→ About this exercise: Exactly retype the lines below from the one containing "point: sky -- one" through the end of the listing. Leave pictures out.

::::::::

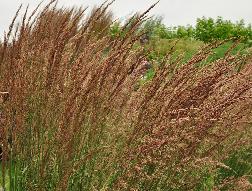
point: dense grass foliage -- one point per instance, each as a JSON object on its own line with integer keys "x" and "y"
{"x": 77, "y": 116}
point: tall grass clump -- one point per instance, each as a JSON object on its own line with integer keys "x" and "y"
{"x": 76, "y": 118}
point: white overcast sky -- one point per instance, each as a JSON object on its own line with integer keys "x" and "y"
{"x": 175, "y": 12}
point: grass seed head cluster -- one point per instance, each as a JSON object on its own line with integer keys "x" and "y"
{"x": 74, "y": 118}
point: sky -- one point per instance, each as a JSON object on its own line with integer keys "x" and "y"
{"x": 174, "y": 12}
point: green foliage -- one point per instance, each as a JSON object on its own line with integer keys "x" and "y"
{"x": 208, "y": 29}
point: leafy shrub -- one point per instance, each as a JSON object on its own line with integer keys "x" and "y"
{"x": 77, "y": 121}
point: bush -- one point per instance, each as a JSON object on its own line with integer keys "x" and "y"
{"x": 77, "y": 121}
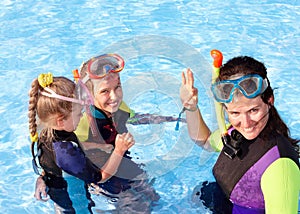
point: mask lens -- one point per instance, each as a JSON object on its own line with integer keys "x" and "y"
{"x": 104, "y": 64}
{"x": 250, "y": 85}
{"x": 222, "y": 91}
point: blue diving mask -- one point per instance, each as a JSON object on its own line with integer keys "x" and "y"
{"x": 250, "y": 85}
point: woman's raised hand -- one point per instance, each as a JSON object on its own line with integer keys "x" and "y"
{"x": 188, "y": 93}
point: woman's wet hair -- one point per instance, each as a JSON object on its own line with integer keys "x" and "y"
{"x": 245, "y": 65}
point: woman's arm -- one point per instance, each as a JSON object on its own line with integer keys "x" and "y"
{"x": 197, "y": 127}
{"x": 280, "y": 184}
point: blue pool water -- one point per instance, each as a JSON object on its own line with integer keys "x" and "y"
{"x": 157, "y": 39}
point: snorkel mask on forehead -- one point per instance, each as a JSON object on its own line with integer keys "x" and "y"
{"x": 250, "y": 85}
{"x": 46, "y": 79}
{"x": 98, "y": 67}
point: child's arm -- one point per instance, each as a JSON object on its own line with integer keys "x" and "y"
{"x": 123, "y": 143}
{"x": 102, "y": 146}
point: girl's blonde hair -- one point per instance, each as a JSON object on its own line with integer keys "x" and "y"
{"x": 47, "y": 109}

::::::::

→ Response to this task:
point: sky -- one point per instance, each as a JSON object on its own line with integer keys "x" and "y"
{"x": 174, "y": 12}
point: green foliage -- one point per instance, each as a JSON object on its own line with integer keys "x" and "y"
{"x": 208, "y": 29}
point: leafy shrub -- one point per instance, each as a JSON object on its own line with integer keys "x" and "y"
{"x": 77, "y": 121}
point: bush -- one point per instance, each as a JSON object on its own line with integer keys "x" and "y"
{"x": 77, "y": 121}
point: mask lens -- one point per instance, each as a JSON object on its own line with integer keys "x" and "y"
{"x": 104, "y": 64}
{"x": 250, "y": 85}
{"x": 222, "y": 91}
point: blue diving mask -- one point per instance, each as a JSON object on its own line with integer keys "x" and "y"
{"x": 250, "y": 85}
point: woman's raised hand -- one point per instance, each as a JSON object on its own line with integer keys "x" and "y"
{"x": 188, "y": 93}
point: woman's wet hair -- one point per instance, each as a JSON object on its own line with integer keys "x" and "y"
{"x": 245, "y": 65}
point: woman's arm -- one point per instance, each as a JSON object on its own line with integer keys "x" and "y"
{"x": 197, "y": 127}
{"x": 280, "y": 184}
point: blue pool water -- one point per instance, each as a JSON object on its own line with integer keys "x" and "y"
{"x": 157, "y": 39}
point: snorkel mask on forehead -- one point per instance, each as a JSON object on its own line with integer keys "x" and "y"
{"x": 250, "y": 85}
{"x": 46, "y": 79}
{"x": 98, "y": 67}
point: child's arm -- one point per instance, each as a JSON object on its own line with integer keys "x" and "y"
{"x": 123, "y": 143}
{"x": 102, "y": 146}
point: girl's blonde hair -- one point per instance, each as a JSON object on its own line with integer keys "x" and "y"
{"x": 47, "y": 109}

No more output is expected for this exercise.